EXERCISE DIRECTIONS ->
In the article about the Global Soap Project, where is the project's main warehouse located?

READING TEXT ->

· · · ·

Global Soap Project uses hotel soap to save lives




Want to contribute to global health? Look no further than your local hotel – and their stash of used soap.

The Global Soap Project, founded in 2009 by Uganda native Derreck Kayongo, collects used hotel soap from hotels across the country, cleaning and reprocessing the bars before shipping them overseas to countries like Haiti, Kenya, Uganda and Swaziland.

Kayongo emigrated to the United States in the early 1990s and was shocked by the wastefulness of hotels who replaced rooms with new bars of soap each day.

“I tried to return the new soap to the concierge since I thought they were charging me for it,” Kayongo said. “When I was told it was just hotel policy to provide new soap every day, I couldn’t believe it.”Hundreds of millions of bars are discarded each year, Kayongo, a recipient of the CNN Heroes Award, told the news channel.

“The issue is not the availability of soap. The issue is cost,” Kayongo said. “Make $1 a day, and soap costs 25 cents. I’m not a good mathematician, but I’m telling you I’m not going to spend that 25 cents on a bar of soap. I’m going to buy sugar. I’m going to buy medicine. I’m going to do all the things I think are keeping me alive.”

Kayongo contacted his father, a former soap maker in Uganda, and began to devise a plan to send the soap back to countries in need.

So far, around 300 hotels participate in the program, which uses volunteers to collect the soap and ship to the Project’s main Atlanta warehouse. The bars are “reprocessed,” a procedure which includes sanitization, chilling, and re-cutting. The bars are then sent to a third party lab for approval before being sent overseas. The process is simple, but time-consuming, Kayongo, says, as bars of different brands cannot be mixed.

To date, the Global Soap Project has provided more than 100,000 bars of soap for communities in nine countries.

Thank you to CNN for the tip and for honoring such a worthy recipient with your award.

· · · ·

DATA FOR REVIEW ->
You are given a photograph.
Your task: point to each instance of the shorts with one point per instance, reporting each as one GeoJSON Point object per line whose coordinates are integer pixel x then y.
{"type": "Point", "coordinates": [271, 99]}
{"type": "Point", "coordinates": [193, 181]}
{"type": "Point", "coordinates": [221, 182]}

· · · ·

ANSWER BOX ->
Atlanta